» **KUTIPAN YANG DIBERIKAN**:
========

Karl Marx lahir dari lingkungan Yahudi. Namun dalam usia enam tahun dia dibaptis masuk agama Kristen Protestan. Ia mengenyam pendidikan dasarnya di daerah kelahirannya, lalu ia melanjutkan studinya ke Universitas Bonn dan pindang ke Universitas Berlin. Pada mulanya dia tertarik mempelajari ilmu hukum, namun kegemarannya berubah, ia mulai mempelajari filsafat khususnya filsafat Hegel. Ia sempat ditegur oleh Ayahnya dikarenakan ia bergonta-ganti ke berbagai pengetahuan tanpa jelas. Di Berlin ia mengikuti perkumpulan Doktorclub yang merupakan kaum Hegelian Muda. Namun, ‘karir’nya dalam Hegelian Kiri tidak membuatnya bertahan lama, dikarenakan kecenderungan teoritis dari kelompok ini, alias jauh dari kata praktis Marx melanjutkan Studinya di Universitas Jena dan meraih gelar doktornya pada usia 23 tahun, dengan judul disertasinya “Perbedaan Filsafat Alam Demokritos dan Epikurus”. Perhatiannya pada wilayah praktis mulai tumbuh secara signifikan ketiak ia berada di Koln sebagai editor utama surat kabar Rheinische Zeitung, karena kegiatan inilah ia melihat problem-problem sosial, politik dan ekonomi di Jerman pada waktu itu. Tak lama kemudian ia pindah ke Paris menjadi editor Deutsch-franzosische Jahrbucher (Hamersma, 2007: 232-233).

========

» **DATA KUTIPAN**:

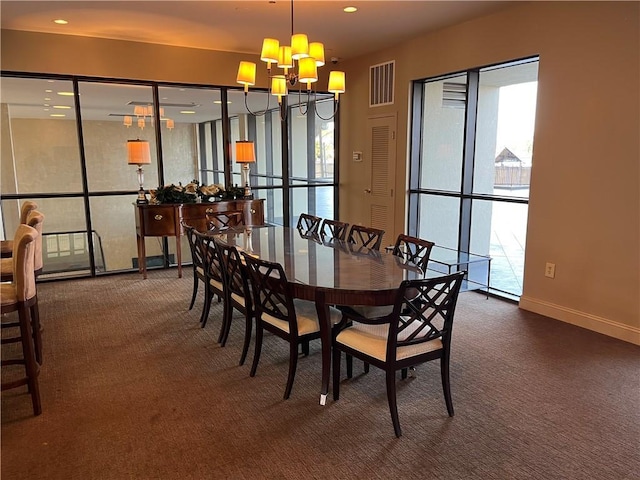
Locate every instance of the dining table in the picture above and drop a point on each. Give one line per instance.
(328, 272)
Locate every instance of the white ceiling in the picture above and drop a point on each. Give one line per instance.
(240, 26)
(237, 26)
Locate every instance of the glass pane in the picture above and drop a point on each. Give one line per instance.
(38, 117)
(443, 134)
(439, 219)
(113, 221)
(273, 205)
(111, 115)
(505, 126)
(499, 229)
(182, 150)
(65, 249)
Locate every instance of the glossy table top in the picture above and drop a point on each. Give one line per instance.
(337, 267)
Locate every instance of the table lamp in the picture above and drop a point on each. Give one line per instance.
(139, 155)
(245, 154)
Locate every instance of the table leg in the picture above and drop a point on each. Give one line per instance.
(324, 319)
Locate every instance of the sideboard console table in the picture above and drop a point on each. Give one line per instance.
(165, 220)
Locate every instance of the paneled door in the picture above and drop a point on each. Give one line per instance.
(381, 149)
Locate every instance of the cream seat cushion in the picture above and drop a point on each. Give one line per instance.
(372, 340)
(307, 318)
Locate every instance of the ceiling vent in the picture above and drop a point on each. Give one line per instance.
(381, 84)
(454, 95)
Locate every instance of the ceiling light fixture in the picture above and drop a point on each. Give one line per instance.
(308, 57)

========

Menurut kutipan tentang Karl Marx, apa judul disertasi yang membuat Marx meraih gelar doktornya? Data di atas merupakan bahan tersendiri yang terpisah dari kutipan tentang Karl Marx.

» **HASIL LATIHAN**:
Judul disertasinya adalah "Perbedaan Filsafat Alam Demokritos dan Epikurus".